[Instruction] Set down every line of the listing below word for word, without any alteration.

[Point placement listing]
···
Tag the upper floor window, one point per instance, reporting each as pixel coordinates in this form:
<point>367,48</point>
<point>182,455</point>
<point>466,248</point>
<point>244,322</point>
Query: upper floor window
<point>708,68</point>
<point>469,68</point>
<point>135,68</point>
···
[Problem solution]
Tag the upper floor window, one point per instance, reporting each as pixel coordinates in this form:
<point>367,48</point>
<point>182,455</point>
<point>466,248</point>
<point>244,322</point>
Query: upper floor window
<point>708,68</point>
<point>469,68</point>
<point>135,68</point>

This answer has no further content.